Dear Anonymous American Couple on Your Honeymoon,
When you met me, in an airport in Lima, Peru, I was clearly trying to contain my panic. I’d just landed after 10 hours in the airspace of nine countries, and I couldn’t find my wallet. The airline claimed they didn’t have it and it wasn’t in the seatback pocket or under the cushion or in any of the obvious places. It was gone. I asked to borrow your phone, and you told me you didn’t have one, but asked me why. I shakily explained, forcing the tears out of my voice and creating a false cheerinees, a jaunty, “oh, you know how these things go” positivity. In my head, I had already resorted to sleeping in the airport. Instead, you asked me how much money I needed and handed me $75 to get me to a hostel and to find me some dinner.
Dear Marcelo the Taxi Driver,
When you picked me up at the airport, I explained to you in rather shaky high school Spanish (lots of unconjugated verbs and a tendency to repeat “entonces,” and “pues,”) that I had lost my wallet on the way here. You asked if I had called my mom, which I hadn’t. You offered your phone, insisting I call whomever I needed. “But it’s international,…” I said, and you just waved away my concerns. I reached my mother in Florida and explained the situation. She promised to figure out how to wire money across continents and assured me it would be fine. Sir, the cab fare was only $11, and had I had any more money than the kind couple had given me, I hope you know I would have tipped you better.

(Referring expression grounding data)
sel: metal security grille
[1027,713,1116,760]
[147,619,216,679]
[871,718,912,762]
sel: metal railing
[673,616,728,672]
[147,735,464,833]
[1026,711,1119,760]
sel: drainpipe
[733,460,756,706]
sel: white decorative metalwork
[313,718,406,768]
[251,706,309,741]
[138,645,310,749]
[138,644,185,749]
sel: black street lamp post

- PROMPT A -
Translate this sentence from the letters about the lost wallet in Lima into Spanish: "She promised to figure out how to wire money across continents and assured me it would be fine."
- PROMPT B -
In the letters about the lost wallet in Lima, how much money did the honeymooning couple hand over?
- PROMPT C -
Proceed with the letters about the lost wallet in Lima, picking up after their last sentence.

- YOUR RESPONSE A -
Prometió averiguar cómo enviar dinero de un continente a otro y me aseguró que todo estaría bien.

- YOUR RESPONSE B -
They handed over $75.

- YOUR RESPONSE C -
Dear Eleri, My New Friend and Moral Support,
Over coca tea and bread and jam in the tiny kitchen of our hostel, we started chatting. After explaining the bind I’d gotten myself into, you offered to accompany me to the bank–“for moral support,” you said–where I was going to try to secure some sort of emergency cash or limited access to my funds, anything to enable me to continue on my trip. During the walk, we talked about your work as a pharmacist, your adventures through South America, and the kind of world we both wanted to travel in. At the bank, you waited patiently with me for over an hour while I negotiated paperwork and red tape. “It would be hard to do this kind of thing alone,” you said, and you were right.
Dear Miguel, the Most Patient Banker Alive,
When I walked into your office explaining my “emergencia,” and asking for “ayuda,” you did not roll your eyes at the silly American. You did not tell me that it was Saturday morning and the bank would be closing soon. You did not tell me that on the weekend what I was asking was next to impossible. You picked up the phone and made some calls. And then more calls. And then some faxes. You filled out form after form, helped me answer security question after security question. Most importantly, you kept smiling at me and assuring me that it would all work out. You told me sometimes it can take hours, and when I told you my next flight left in less than three, you made it happen. I walked out of your office with my money safely tucked into three separate locations and the first easy breath I’d taken in 12 hours.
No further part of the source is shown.